### Excerpt
——————
United States District Court, Ninth Circuit

October 10, 2013

RAY HELVESTON, Petitioner,
v.
JOSEPH SCHMIDT, Respondent.

ORDER GRANTING MOTION TO STAY AND ABEY FEDERAL HABEAS PETITION (Docket No. 12).

JOHN D. ROBERTS, Magistrate Judge.

I. Introduction

On May 2, 2013, Petitioner Ray Helveston (Helveston) filed a motion to stay and abey his mixed federal habeas petition. Docket 12. Before Respondent Joseph Schmidt (Schmidt) had an opportunity to respond to the motion to stay, the magistrate judge granted the motion. Docket 14. As a result, Schmidt filed a motion for reconsideration of the order granting the motion to stay and abey at Docket 15, as well as a response in opposition to the motion to stay and abey at Docket 16. The magistrate judge subsequently granted the motion for reconsideration at Docket 17. The Motion to Stay and Abey at Docket 12 is HEREBY GRANTED. However, if the petitioner fails to file his second application for post-conviction relief within the next thirty (30) days from the issuance of this order, the State may seek review of this order in this federal court.

II. Relevant Procedural History

Helveston was convicted in case 3AN-07-9920 CR for first-degree burglary and second-degree theft. Docket 16-1. Helveston was sentenced to a composite sentence of eleven (11) years on December 17, 2008. In January, 2009, Helveston timely appealed his case. Halveston claimed that he received ineffective assistance of counsel at trial and that the trial judge denied him the right to present a defense. The Alaska Court of Appeals denied his merit appeal on March 17, 2010.

On April 1, 2010, Helveston filed a petition for hearing with the Alaska Supreme Court. Docket 16-2. Helveston again argued that he received ineffective assistance at trial and that the trial judge denied him the right to present a defense. The Alaska Supreme Court denied his petition on May 17, 2010. Id.

Prior to both the Alaska Court of Appeal's denial of Helveston's merit appeal and the Alaska Supreme Court's denial of his petition, he filed his first petition for post-conviction relief (PCR) on July 21, 2009. Docket 1 at 7. Helveston claimed that his attorney provided him with ineffective assistance at trial. The Superior Court denied his PCR and he timely appealed. The Alaska Court of Appeals later denied his PCR on July 24, 2013. Id. Helveston indicates he intends to file a Grinols claim.[1] He has not yet done so.
——————
### The exercise
List each court named in the order above.
——————
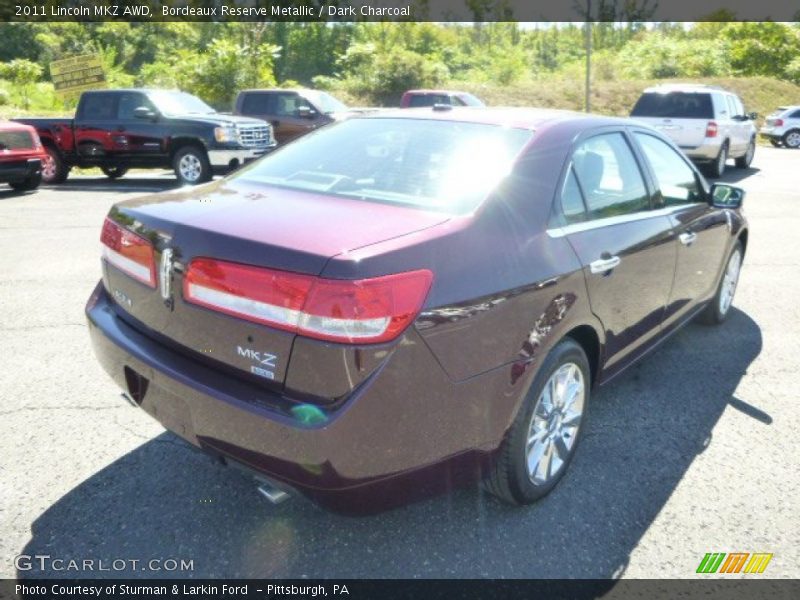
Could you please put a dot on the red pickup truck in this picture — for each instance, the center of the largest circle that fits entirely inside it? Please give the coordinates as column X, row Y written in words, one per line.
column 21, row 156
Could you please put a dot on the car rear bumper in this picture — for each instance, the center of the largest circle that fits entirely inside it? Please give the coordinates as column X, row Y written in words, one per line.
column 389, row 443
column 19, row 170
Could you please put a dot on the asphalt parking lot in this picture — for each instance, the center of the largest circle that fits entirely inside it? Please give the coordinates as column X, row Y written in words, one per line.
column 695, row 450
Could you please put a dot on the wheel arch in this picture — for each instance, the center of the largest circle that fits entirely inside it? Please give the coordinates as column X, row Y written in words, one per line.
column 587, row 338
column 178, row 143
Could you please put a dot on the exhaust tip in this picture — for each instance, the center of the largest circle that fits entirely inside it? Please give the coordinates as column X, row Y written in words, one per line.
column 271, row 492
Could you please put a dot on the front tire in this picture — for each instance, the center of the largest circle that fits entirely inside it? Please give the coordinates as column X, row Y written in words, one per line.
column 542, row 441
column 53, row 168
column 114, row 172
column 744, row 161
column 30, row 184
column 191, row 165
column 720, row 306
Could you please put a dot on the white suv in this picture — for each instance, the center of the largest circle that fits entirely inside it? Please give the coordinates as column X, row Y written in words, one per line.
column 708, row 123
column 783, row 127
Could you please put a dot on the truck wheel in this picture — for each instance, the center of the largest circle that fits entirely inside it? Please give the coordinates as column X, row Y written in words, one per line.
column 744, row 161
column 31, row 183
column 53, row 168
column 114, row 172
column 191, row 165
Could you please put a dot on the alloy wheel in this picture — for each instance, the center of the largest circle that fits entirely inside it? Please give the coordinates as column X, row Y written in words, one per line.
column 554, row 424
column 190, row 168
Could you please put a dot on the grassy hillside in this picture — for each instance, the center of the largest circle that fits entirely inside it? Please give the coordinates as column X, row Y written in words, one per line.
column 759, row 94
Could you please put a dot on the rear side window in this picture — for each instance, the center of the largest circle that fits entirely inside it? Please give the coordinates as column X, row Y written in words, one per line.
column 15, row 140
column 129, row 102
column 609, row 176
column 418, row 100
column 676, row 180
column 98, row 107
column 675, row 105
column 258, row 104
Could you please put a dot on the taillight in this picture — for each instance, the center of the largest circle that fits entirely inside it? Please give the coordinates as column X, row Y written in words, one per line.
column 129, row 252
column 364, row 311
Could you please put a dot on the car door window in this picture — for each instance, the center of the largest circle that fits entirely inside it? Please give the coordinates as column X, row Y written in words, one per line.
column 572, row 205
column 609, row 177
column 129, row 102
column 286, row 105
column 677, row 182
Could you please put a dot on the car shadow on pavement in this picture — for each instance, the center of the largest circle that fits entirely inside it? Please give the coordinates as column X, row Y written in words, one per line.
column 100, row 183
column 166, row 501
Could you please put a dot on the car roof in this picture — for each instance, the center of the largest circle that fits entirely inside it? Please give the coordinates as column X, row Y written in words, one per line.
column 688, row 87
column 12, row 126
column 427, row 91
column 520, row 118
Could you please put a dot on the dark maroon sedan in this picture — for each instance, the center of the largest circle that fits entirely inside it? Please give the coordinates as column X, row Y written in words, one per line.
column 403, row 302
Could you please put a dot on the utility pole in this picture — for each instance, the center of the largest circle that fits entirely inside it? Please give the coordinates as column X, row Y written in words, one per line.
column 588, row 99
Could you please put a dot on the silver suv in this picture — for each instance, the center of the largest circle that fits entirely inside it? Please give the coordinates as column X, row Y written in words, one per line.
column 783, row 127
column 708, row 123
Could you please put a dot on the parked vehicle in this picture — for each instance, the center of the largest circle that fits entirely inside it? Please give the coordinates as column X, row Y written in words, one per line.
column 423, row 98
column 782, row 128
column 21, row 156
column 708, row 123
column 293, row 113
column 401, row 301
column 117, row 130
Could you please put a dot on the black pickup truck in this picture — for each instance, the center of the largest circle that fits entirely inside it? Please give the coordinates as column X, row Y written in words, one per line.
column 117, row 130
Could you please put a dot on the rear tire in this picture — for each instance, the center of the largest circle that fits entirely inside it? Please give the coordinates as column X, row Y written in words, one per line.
——————
### Answer for this exercise
- United States District Court
- Alaska Court of Appeals
- Alaska Supreme Court
- Superior Court